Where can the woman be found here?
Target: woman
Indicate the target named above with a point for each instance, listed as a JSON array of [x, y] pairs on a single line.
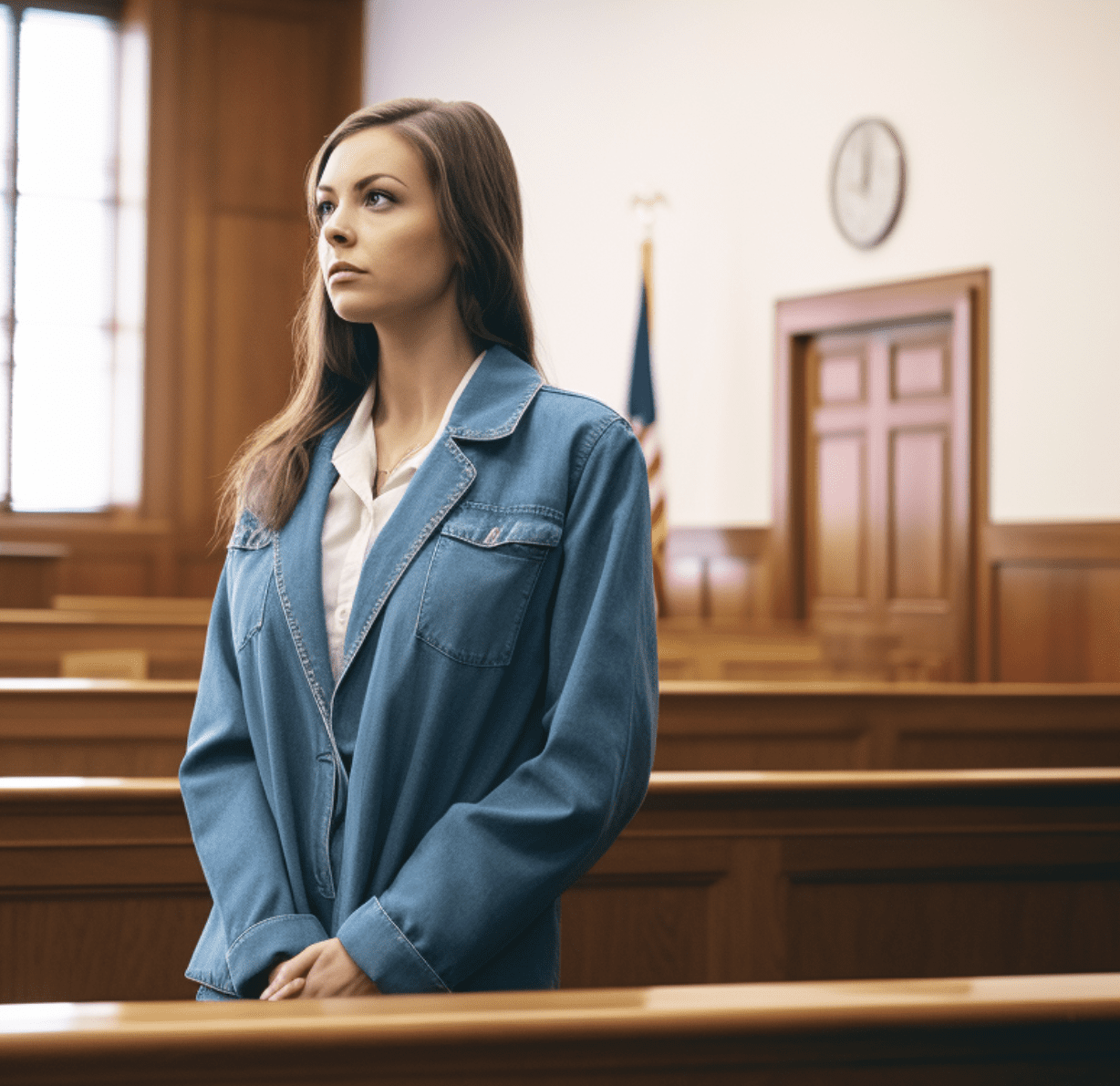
[[429, 693]]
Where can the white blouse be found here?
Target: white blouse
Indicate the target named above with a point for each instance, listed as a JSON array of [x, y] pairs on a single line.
[[355, 517]]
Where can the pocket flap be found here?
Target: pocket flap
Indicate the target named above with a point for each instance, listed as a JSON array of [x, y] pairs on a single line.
[[490, 525]]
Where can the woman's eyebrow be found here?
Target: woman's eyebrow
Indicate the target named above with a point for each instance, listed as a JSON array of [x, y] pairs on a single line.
[[363, 182]]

- - - -

### [STATED TASK]
Render all of the material above as a numbered list, one entry per line, with blank lines omitted. Leave the picture out of your answer.

### [CORRECT RESPONSE]
1. Where can the woman be found here?
2. Target: woman
3. Indicate the target named above with a point for each instance, listed as a JSON array of [x, y] pairs on a single line.
4. [[429, 693]]
5. Where can the white blouse be found here?
6. Target: white blouse
7. Indicate the target named above with a point for each instance, listed as a JSON array of [x, y] pairs on a single line.
8. [[355, 517]]
9. Where can the pocket flap be found here?
10. Target: pocket flap
11. Indicate the target named above with a point for each instance, listed as a JSON array of [x, y] pairs on a single line.
12. [[490, 525]]
13. Where can the woman's eyebrow be found here?
14. Target: woman's eyebrow
15. Indicate the target named above with a point for each instance, listed as a JSON array of [x, y] pairs on a single line.
16. [[363, 182]]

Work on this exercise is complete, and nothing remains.